Copy the data below word for word, from the line containing "Reviewer note: confirm that each instance of the row" through the line containing "[(691, 272)]", with both of those lines included.

→ Data for processing
--
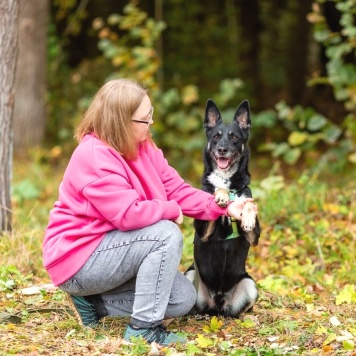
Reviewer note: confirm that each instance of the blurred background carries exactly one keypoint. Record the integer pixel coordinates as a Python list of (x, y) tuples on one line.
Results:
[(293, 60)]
--
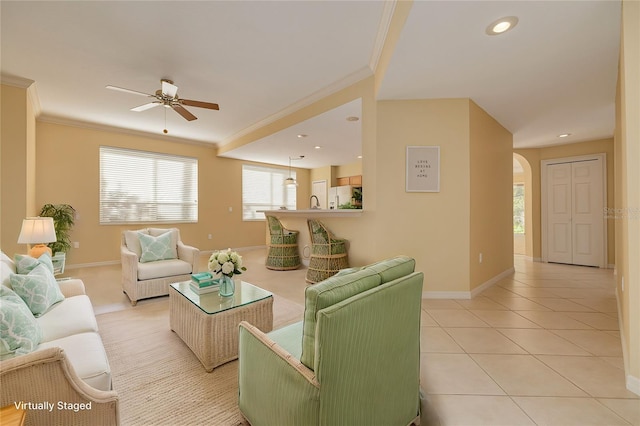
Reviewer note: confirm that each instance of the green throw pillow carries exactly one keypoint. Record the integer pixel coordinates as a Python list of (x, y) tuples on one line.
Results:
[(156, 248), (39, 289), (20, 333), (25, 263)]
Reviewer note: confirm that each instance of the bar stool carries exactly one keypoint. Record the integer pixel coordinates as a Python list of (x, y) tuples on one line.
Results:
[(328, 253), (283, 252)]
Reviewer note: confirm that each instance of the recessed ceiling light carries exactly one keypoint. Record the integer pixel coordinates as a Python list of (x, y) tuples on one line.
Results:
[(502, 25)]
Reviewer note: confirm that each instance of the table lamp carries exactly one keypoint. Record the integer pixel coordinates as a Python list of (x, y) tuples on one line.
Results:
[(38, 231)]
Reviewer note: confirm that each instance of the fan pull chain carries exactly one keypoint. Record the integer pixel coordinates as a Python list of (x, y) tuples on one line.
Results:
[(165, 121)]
--
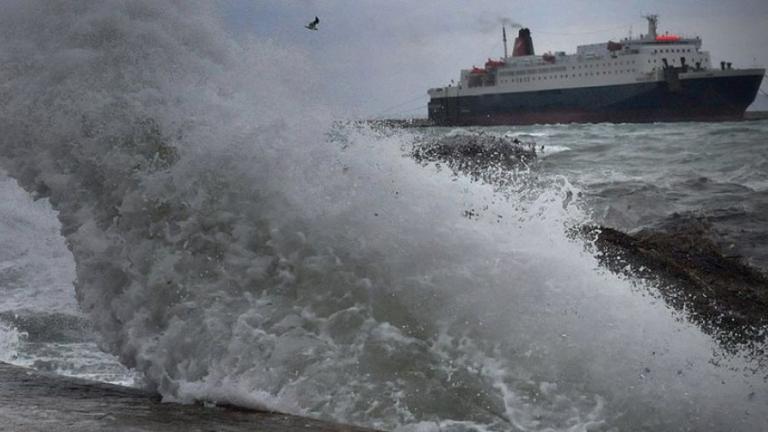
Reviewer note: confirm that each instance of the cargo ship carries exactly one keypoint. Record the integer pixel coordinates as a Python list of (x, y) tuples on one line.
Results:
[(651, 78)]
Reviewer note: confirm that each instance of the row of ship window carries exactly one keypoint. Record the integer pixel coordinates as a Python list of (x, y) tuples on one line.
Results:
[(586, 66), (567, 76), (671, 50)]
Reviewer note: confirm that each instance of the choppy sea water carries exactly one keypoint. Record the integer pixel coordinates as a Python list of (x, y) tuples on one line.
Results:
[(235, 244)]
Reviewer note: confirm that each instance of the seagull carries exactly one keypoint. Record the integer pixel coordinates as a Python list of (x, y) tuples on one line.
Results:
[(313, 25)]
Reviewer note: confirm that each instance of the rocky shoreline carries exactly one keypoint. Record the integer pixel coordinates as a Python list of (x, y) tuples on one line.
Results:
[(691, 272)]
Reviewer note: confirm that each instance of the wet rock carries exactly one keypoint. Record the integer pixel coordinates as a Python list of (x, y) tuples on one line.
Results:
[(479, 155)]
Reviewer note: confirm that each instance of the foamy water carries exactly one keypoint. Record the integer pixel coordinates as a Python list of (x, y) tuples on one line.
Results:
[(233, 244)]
--
→ Full output
Reviewer note: confirm that each instance of the row of ship window carries exactly one keypoint. Record the integer pixel coordinates as a Python list of (x, y) tuples on one line.
Results:
[(586, 66), (567, 76), (671, 50)]
Reviewer note: confirm that each instance of the choppy sea water carries exactly one keypoint. Record the integer pixel coordinates as a Python list of (x, y) tuples on one line.
Results:
[(235, 244)]
Reviewer note: confirm that each instance of the seagull carries exactly one keypoint. Record the integer pixel coordinates as a Python list of (x, y) tuples on one line.
Results:
[(313, 25)]
Reviewer note: confirm that each instance of the rocky shoreline carries exactly one keypoint. Record the integer pixel coordinates as a Python list of (x, y) tuples on one line.
Results:
[(691, 272)]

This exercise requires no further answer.